But the vast majority of task force members have been all-in on finding a lot more money for transportation, even at higher rates for taxpayers.
“What I’m hoping is that this task force doesn’t become a tax force,” Sen. Tom Tiffany (R-Hazelhurst) told MacIver News Service this week.
Tiffany and other fiscal hawks in the Senate are hopeful the Evers DOT thinks savings and reforms first before gas tax hikes and other taxpayer-funded revenue “enhancers.” If Thompson’s positioning at Thursday’s task force meeting is any indication, continued reforms to a bloated transportation bureaucracy may not even crack the list of recommendations.
“We work very hard at Wisconsin DOT to identify cost savings and efficiencies. We have a lot of successes, but that alone won’t be enough to address future needs,” said Dana Burmaster, director of the DOT’s office of Management and Budget.
Indeed, the DOT has been working hard for the better part of the past couple of years trying to right an agency that was drowning in cost overruns and mismanagement.
A Legislative Audit Bureau Report issued in early 2017 found that several major transportation projects completed over a decade — between 2006 and 2017 — came in at $1.5 billion over budget, twice their initial projection. And another 16 ongoing major highway projects soared by $3.1 billion.
The department failed to consider details like inflation in estimating costs for multi-year projects. The DOT solicited only a single bid for 363 projects, totaling more than $1 billion in contracts. With a lack of competition, contractors had no incentive to keep costs low. Besides being bad business practice, DOT regularly broke state law in budgeting, negotiating, communicating, and managing contracts.
Dave Ross replaced former DOT Secretary Mark Gottlieb, who resigned in disgrace. Ross began changing the culture of the troubled agency and wringing savings out of its bloated budget. Asking tough questions and incentivizing efficiency paid off – fast. Almost overnight, the DOT became a fount of innovation, as evidenced by $69.2 million in savings in 2017.
While those savings are a small portion of the approximately $6 billion biennial transportation budget, Ross and his team were constantly finding more savings and legislative initiatives, such as repealing prevailing wage and federal/state transportation swaps that are targeted to create more efficiencies and greater savings for taxpayers.
A MacIver Institute analysis last year found nearly $2 billion in wasteful transportation spending.
There were definite signals Thursday that Thompson and the Evers’ DOT aren’t all that interested in staying on the reform-first road.
Burmaster lamented that Wisconsin’s gas tax, already one of the highest in the nation at 32.9 cents per gallon (including a 2 cents per-gallon environmental clean-up fund fee), could have netted an additional $2 billion had indexing remained in place. In 2005, then-Democratic Gov. Jim Doyle and the Republican-controlled Legislature ended indexing, which pegs the gas tax to the federal consumer price index. Doyle wanted to bring it back in 2009 amid the a massive budget shortfall.

- Exercise tasks -
A - In the transportation funding excerpt, condense the paragraph beginning "The department failed to consider" into a short bulleted list that keeps its main facts.
B - Reproduce the transportation funding excerpt verbatim from "A MacIver Institute" to "the reform-first road.".

- Listed entries -

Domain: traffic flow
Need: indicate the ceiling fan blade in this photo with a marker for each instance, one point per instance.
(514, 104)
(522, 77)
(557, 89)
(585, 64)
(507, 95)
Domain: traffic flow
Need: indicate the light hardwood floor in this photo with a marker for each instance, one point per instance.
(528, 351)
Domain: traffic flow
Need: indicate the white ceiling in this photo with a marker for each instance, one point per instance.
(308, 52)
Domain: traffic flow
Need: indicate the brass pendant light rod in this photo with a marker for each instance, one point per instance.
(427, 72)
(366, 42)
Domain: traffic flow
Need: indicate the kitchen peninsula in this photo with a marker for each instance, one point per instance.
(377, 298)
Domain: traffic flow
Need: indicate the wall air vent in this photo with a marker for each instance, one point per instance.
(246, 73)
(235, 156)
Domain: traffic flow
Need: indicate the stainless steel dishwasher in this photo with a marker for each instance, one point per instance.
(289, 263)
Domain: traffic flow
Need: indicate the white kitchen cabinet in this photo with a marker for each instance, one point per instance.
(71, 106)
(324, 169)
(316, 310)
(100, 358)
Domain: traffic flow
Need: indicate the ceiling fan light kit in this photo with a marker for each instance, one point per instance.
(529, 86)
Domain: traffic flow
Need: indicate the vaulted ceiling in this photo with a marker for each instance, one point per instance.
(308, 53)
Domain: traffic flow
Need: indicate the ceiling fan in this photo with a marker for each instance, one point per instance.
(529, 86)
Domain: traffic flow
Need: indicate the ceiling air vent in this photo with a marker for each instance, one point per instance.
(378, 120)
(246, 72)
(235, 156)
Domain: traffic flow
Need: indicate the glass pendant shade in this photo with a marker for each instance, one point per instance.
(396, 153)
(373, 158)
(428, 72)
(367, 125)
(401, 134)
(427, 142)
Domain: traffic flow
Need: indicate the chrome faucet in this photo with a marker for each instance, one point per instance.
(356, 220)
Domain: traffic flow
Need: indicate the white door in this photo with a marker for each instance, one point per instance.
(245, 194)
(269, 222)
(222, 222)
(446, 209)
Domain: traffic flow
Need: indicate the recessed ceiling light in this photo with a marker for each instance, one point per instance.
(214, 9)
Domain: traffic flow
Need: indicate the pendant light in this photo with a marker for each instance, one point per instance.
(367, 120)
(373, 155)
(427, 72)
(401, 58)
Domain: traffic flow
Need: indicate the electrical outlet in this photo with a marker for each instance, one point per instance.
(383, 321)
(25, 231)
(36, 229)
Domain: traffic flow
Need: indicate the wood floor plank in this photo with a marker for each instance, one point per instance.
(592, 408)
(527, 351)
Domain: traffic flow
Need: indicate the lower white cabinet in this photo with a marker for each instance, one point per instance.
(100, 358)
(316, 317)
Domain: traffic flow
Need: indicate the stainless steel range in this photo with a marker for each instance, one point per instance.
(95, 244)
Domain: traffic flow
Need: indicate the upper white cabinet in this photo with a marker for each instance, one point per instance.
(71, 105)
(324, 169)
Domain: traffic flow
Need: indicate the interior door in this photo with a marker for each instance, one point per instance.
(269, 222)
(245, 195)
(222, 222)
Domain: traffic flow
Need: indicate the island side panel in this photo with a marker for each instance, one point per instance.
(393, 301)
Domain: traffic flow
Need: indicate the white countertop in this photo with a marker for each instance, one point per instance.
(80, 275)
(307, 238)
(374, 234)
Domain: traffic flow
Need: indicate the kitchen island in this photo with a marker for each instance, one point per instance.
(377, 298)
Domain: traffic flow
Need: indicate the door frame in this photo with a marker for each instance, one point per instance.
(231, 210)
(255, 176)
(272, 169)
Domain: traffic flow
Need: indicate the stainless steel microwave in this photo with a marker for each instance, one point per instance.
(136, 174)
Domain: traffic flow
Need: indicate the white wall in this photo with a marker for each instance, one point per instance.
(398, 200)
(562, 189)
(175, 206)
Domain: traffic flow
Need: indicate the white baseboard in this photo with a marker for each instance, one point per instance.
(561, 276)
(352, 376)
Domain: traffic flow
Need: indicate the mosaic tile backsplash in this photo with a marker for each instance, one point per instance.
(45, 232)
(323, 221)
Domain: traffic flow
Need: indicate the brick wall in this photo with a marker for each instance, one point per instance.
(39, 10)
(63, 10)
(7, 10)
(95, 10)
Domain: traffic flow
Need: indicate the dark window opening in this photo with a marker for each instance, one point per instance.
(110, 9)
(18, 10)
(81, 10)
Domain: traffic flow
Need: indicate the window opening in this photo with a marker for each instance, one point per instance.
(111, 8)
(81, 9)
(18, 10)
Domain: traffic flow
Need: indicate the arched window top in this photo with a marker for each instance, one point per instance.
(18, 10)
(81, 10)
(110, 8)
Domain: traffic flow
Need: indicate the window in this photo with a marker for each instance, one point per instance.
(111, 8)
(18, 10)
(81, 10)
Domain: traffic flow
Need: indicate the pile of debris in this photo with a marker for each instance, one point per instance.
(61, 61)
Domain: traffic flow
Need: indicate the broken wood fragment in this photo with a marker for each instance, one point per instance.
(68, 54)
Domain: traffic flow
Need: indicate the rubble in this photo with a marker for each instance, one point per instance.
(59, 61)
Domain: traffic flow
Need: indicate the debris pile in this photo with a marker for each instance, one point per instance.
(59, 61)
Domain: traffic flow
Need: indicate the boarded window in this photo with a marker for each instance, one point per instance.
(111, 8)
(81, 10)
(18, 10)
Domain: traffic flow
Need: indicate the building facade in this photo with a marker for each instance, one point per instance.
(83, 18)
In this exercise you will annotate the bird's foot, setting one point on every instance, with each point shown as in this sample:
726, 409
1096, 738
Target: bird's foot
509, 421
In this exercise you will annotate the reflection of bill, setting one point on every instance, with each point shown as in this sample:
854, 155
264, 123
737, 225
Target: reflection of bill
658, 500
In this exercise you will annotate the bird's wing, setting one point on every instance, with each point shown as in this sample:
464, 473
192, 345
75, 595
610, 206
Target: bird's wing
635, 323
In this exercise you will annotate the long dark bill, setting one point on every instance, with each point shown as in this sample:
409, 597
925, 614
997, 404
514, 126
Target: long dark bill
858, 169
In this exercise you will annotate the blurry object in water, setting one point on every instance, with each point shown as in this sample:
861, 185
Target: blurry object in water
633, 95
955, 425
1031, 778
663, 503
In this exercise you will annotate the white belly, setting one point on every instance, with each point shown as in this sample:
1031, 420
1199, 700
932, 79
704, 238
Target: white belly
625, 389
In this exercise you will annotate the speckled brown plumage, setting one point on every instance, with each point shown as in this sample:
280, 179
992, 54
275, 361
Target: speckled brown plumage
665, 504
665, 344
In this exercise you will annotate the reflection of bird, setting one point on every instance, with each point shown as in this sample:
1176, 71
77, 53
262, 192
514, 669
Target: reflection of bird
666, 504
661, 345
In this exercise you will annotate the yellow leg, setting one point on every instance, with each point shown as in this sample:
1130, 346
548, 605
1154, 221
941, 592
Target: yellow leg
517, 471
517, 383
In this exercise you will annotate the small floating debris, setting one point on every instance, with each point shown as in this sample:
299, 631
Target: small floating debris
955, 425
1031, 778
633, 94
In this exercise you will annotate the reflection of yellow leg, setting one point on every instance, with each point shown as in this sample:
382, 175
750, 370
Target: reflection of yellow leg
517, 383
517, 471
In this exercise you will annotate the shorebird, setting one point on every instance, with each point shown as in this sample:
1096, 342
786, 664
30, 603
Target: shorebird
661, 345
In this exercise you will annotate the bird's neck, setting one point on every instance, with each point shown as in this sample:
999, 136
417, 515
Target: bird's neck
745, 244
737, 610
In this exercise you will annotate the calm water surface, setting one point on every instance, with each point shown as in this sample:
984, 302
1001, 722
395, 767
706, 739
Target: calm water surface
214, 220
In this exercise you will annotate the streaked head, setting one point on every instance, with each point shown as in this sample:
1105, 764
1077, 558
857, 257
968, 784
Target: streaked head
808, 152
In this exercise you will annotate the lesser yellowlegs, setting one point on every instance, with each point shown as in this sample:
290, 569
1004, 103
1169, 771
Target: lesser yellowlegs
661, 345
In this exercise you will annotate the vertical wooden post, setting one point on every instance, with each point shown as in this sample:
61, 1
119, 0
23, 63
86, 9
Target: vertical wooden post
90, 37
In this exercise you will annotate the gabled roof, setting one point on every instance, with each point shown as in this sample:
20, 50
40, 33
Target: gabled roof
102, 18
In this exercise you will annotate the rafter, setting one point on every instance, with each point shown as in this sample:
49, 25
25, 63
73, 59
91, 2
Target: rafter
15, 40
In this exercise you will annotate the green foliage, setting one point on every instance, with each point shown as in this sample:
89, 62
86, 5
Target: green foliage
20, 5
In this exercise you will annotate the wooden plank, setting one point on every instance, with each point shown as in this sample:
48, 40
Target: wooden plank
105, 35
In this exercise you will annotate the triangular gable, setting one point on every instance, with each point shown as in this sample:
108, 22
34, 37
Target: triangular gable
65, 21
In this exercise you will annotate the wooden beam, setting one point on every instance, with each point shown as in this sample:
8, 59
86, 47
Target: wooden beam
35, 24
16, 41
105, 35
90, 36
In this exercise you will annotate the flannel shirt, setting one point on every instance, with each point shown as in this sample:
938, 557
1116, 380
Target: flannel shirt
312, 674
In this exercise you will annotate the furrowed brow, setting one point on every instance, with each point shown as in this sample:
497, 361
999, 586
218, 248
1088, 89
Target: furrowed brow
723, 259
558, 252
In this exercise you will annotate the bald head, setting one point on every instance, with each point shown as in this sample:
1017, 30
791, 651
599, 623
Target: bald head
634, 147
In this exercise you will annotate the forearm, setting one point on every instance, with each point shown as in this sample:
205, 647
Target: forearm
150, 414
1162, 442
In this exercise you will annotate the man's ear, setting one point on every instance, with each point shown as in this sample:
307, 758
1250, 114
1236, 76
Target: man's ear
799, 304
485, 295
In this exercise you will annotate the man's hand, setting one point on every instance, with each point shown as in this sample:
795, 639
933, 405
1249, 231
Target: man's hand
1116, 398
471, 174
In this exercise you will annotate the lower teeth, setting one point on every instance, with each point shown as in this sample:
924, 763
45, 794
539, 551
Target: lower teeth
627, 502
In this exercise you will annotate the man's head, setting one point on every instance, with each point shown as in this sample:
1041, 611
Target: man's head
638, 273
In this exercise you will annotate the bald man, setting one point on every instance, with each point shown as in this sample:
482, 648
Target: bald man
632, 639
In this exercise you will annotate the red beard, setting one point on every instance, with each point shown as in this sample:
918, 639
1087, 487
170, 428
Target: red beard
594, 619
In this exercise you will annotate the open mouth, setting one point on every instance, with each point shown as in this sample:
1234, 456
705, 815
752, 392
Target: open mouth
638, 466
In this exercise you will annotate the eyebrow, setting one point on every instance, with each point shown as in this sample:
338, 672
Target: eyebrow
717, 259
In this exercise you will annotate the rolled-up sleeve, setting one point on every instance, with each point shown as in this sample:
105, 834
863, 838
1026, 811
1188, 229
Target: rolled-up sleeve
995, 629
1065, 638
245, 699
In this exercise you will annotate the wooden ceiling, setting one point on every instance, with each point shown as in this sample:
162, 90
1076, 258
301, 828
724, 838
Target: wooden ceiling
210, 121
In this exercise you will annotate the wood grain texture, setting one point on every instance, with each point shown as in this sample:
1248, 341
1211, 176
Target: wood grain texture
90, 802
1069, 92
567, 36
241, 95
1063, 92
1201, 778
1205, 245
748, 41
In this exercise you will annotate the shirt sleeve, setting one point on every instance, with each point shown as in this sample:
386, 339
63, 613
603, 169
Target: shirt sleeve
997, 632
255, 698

- Per-task outputs -
A -
- DOT ignored factors like inflation when estimating costs for multi-year projects.
- It solicited only one bid for 363 projects, totaling over $1 billion in contracts.
- Without competition, contractors had no incentive to hold costs down.
- DOT regularly broke state law in budgeting, negotiating, communicating, and managing contracts.

B -
A MacIver Institute analysis last year found nearly $2 billion in wasteful transportation spending.
There were definite signals Thursday that Thompson and the Evers’ DOT aren’t all that interested in staying on the reform-first road.